_Instruction_:
In the market report below, to what range did the Fed lift its benchmark overnight lending rate?

NEW YORK, Sept 27 — A Wall Street rally collapsed and stocks turned negative shortly before the market close yesterday after investors reassessed the Federal Reserve’s policy statement and reduced their risk as they weighed how long the US central bank would continue to raise interest rates.
US stocks initially extended gains after the Fed, as expected, raised interest rates and left its monetary policy outlook for the coming years largely unchanged amid steady economic growth and a strong job market.
But the market reversed course as investors weighed to what degree the elimination of the word “accommodative” from the Fed’s policy statement suggested that the end of a cycle of interest-rate hikes might be in sight.
The Fed lifted its benchmark overnight lending rate by a quarter of a percentage point to a range of 2.00 per cent to 2.25 per cent.
“People misinterpreted the removal of ‘accommodative’ in the statement,” said Mike O’Rourke, chief market strategist at JonesTrading. “People realised that monetary policy remains on course and there are expectations of another rate hike this year, and they unwound purchases they made on the release of the statement, and also additional de-risking going into the close.”
The S&P 500 financial index fell 1.27 per cent, leading declines.

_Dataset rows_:
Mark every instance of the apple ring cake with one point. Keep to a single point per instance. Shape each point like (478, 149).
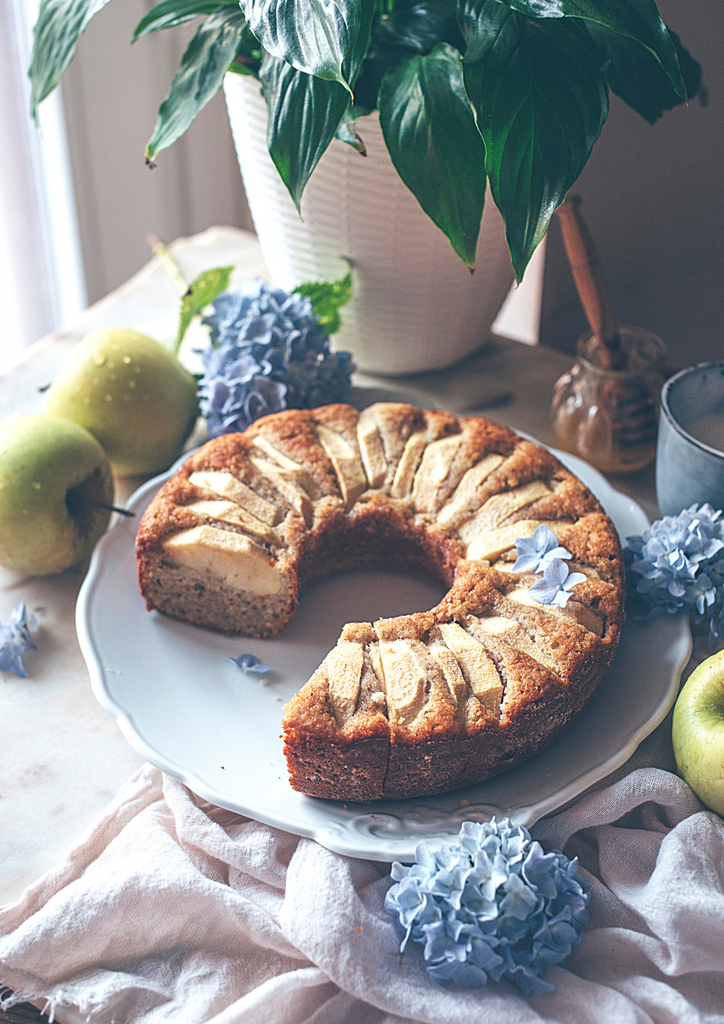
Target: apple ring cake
(420, 704)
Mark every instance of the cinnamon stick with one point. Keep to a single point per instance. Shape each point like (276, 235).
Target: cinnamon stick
(591, 284)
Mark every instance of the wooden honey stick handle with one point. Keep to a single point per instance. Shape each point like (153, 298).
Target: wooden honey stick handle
(590, 283)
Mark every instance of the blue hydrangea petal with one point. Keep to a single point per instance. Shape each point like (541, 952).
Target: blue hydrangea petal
(534, 918)
(267, 352)
(15, 640)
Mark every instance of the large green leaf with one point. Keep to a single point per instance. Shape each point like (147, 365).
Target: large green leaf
(200, 76)
(317, 37)
(435, 146)
(59, 26)
(636, 76)
(169, 13)
(303, 115)
(539, 90)
(638, 19)
(328, 297)
(419, 27)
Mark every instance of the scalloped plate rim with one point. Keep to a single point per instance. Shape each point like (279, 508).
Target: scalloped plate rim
(369, 830)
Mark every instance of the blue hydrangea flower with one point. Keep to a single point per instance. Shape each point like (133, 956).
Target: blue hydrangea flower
(493, 905)
(536, 552)
(556, 584)
(249, 663)
(678, 565)
(267, 352)
(15, 640)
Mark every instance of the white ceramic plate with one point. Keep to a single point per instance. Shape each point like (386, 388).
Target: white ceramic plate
(197, 717)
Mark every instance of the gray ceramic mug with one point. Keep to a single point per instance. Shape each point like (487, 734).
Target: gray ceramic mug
(690, 470)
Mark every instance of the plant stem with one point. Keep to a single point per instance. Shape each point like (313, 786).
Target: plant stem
(161, 251)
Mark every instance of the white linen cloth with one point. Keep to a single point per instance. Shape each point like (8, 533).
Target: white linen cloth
(173, 910)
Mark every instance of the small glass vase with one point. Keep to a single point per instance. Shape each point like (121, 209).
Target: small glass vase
(609, 417)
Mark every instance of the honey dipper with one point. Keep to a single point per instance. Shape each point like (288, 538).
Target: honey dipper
(630, 406)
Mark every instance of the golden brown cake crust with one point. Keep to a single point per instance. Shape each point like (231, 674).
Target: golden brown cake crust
(424, 702)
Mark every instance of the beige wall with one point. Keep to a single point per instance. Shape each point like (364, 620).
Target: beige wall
(653, 197)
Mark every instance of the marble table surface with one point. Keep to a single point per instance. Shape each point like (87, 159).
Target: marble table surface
(62, 757)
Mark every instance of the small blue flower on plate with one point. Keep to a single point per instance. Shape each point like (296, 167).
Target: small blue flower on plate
(536, 552)
(248, 663)
(15, 640)
(556, 584)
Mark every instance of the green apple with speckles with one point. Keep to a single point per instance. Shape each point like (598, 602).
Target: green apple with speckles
(54, 479)
(132, 394)
(697, 732)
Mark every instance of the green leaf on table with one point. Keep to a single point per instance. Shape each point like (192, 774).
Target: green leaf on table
(202, 293)
(420, 27)
(430, 132)
(169, 13)
(324, 38)
(328, 297)
(59, 26)
(637, 19)
(636, 76)
(539, 91)
(303, 115)
(199, 79)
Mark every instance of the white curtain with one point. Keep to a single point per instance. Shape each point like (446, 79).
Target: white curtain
(42, 283)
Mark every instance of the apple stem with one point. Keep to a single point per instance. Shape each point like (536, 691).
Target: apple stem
(167, 261)
(109, 508)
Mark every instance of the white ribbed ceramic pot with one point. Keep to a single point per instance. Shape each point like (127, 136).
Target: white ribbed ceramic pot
(416, 306)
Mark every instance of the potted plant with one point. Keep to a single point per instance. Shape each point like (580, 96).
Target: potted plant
(471, 94)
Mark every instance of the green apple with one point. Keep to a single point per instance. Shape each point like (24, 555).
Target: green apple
(697, 732)
(52, 476)
(132, 394)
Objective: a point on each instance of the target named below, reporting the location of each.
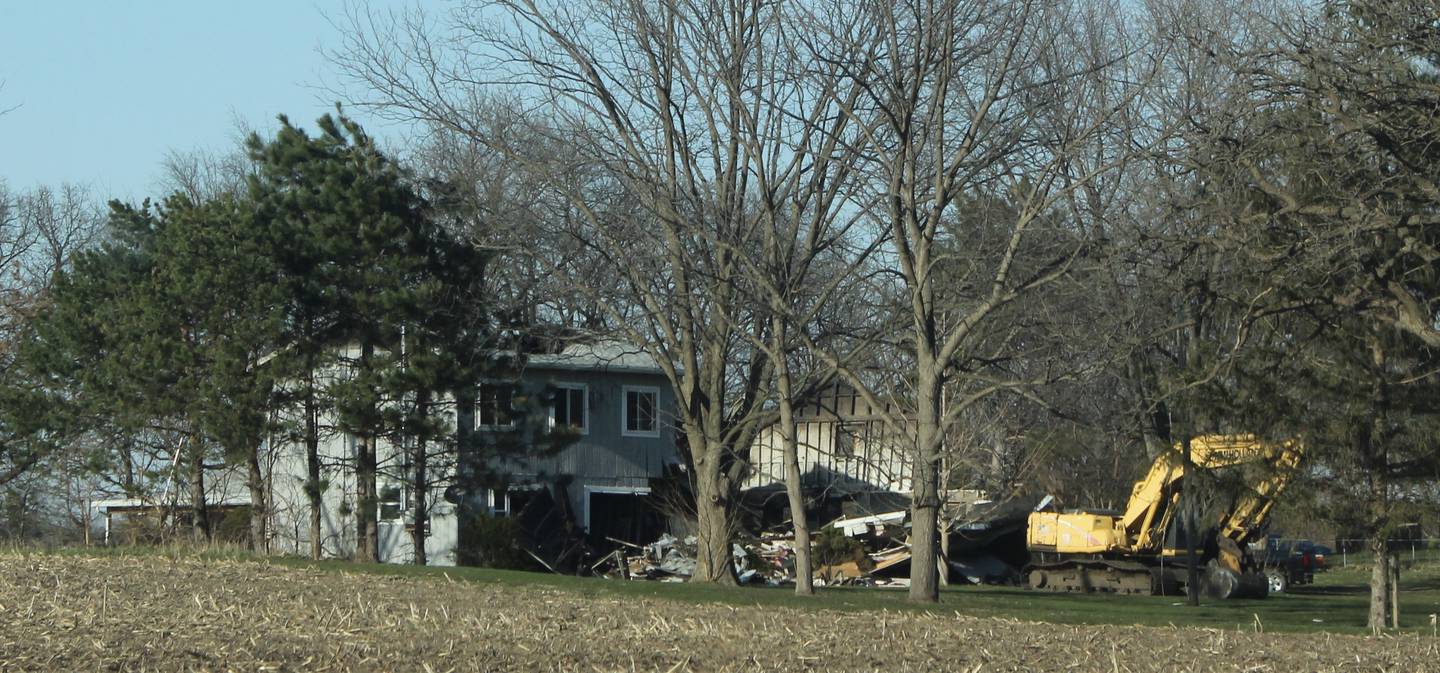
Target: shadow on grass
(1337, 604)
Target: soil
(68, 613)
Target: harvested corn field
(69, 613)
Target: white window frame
(625, 430)
(401, 502)
(585, 402)
(480, 424)
(619, 490)
(498, 497)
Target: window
(392, 502)
(498, 503)
(569, 408)
(638, 412)
(493, 405)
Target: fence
(1357, 551)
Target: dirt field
(62, 613)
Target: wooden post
(1394, 591)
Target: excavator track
(1099, 575)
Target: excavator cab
(1144, 548)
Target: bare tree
(984, 108)
(693, 133)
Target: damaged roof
(599, 356)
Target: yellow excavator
(1144, 548)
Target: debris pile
(863, 551)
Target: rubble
(769, 559)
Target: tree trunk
(1190, 518)
(804, 571)
(925, 506)
(199, 510)
(314, 487)
(421, 483)
(259, 503)
(367, 532)
(1380, 578)
(713, 523)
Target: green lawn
(1337, 601)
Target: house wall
(290, 506)
(604, 458)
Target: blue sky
(107, 88)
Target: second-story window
(493, 407)
(638, 414)
(569, 408)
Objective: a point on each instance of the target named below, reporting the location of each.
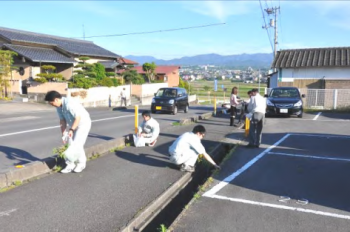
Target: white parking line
(51, 127)
(282, 207)
(315, 118)
(323, 136)
(309, 156)
(231, 177)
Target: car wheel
(186, 109)
(175, 110)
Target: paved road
(301, 161)
(106, 195)
(31, 131)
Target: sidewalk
(107, 195)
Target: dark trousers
(256, 125)
(232, 115)
(123, 100)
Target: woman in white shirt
(234, 103)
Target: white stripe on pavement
(51, 127)
(282, 207)
(310, 156)
(231, 177)
(315, 118)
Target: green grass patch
(162, 228)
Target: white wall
(273, 80)
(150, 89)
(102, 93)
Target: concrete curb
(37, 168)
(141, 220)
(152, 210)
(187, 121)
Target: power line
(265, 26)
(151, 32)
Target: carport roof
(37, 54)
(312, 57)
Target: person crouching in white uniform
(73, 114)
(149, 129)
(185, 150)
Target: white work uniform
(185, 149)
(151, 129)
(69, 110)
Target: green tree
(131, 76)
(184, 84)
(149, 68)
(48, 74)
(99, 70)
(106, 81)
(206, 88)
(6, 61)
(90, 75)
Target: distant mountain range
(257, 60)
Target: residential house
(35, 50)
(169, 74)
(312, 68)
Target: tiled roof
(109, 64)
(37, 54)
(312, 57)
(126, 61)
(159, 69)
(73, 46)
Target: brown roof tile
(312, 57)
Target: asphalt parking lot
(297, 181)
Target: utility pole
(83, 32)
(273, 23)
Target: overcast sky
(301, 24)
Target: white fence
(325, 98)
(100, 96)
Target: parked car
(170, 100)
(284, 101)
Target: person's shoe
(153, 143)
(250, 146)
(79, 168)
(69, 168)
(186, 168)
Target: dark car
(170, 100)
(284, 101)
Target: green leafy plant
(60, 151)
(162, 228)
(6, 61)
(149, 69)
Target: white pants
(188, 158)
(79, 139)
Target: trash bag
(139, 141)
(73, 151)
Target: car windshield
(166, 93)
(284, 93)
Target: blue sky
(302, 24)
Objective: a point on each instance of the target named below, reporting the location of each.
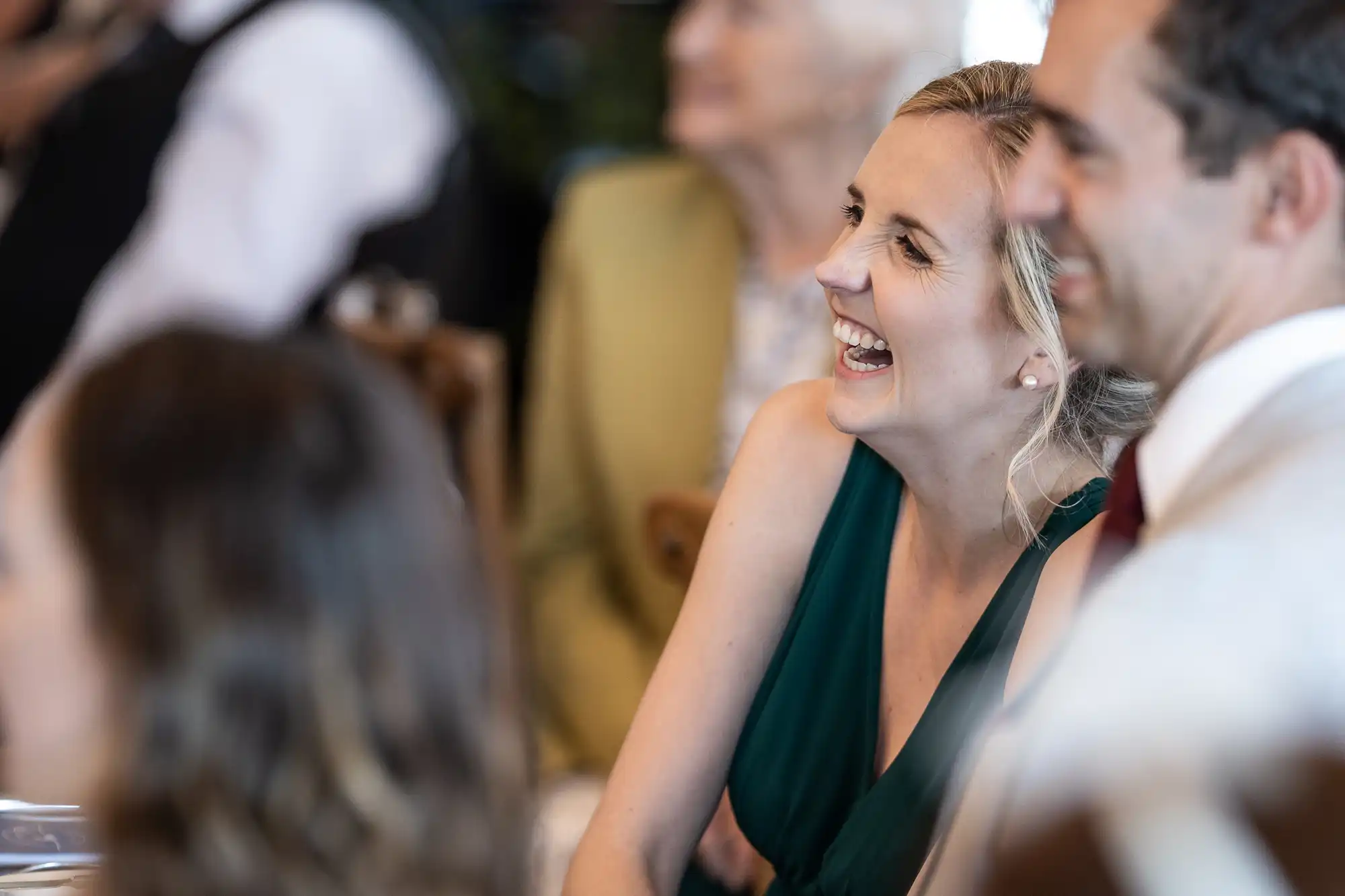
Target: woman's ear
(1040, 373)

_Solution to this problem_:
A range of 2.00 per cent to 2.25 per cent.